Exercise directions =
Change every "mountain" in the lines below to "peak" and leave all else as it is. Omit the pictures from your version.

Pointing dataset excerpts

▽

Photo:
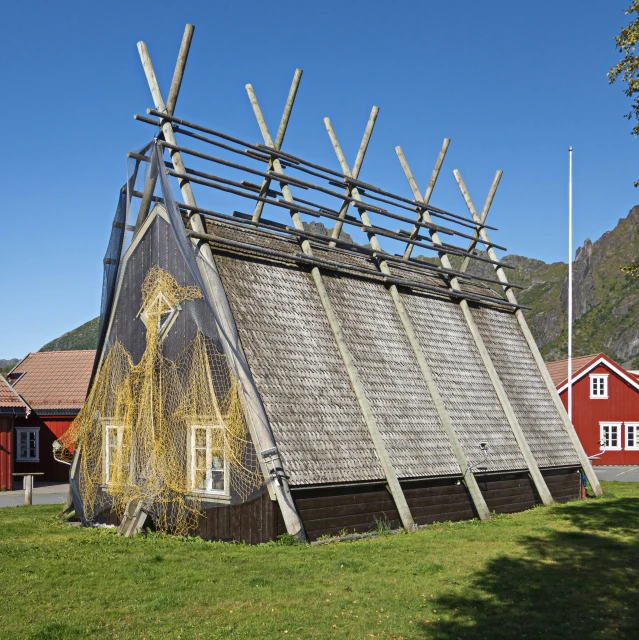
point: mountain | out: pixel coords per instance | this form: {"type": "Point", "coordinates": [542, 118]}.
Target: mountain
{"type": "Point", "coordinates": [7, 365]}
{"type": "Point", "coordinates": [83, 337]}
{"type": "Point", "coordinates": [606, 301]}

△

Result =
Photo:
point: peak | out: pixel coords per instance | this form: {"type": "Point", "coordinates": [542, 118]}.
Target: peak
{"type": "Point", "coordinates": [7, 365]}
{"type": "Point", "coordinates": [83, 337]}
{"type": "Point", "coordinates": [606, 301]}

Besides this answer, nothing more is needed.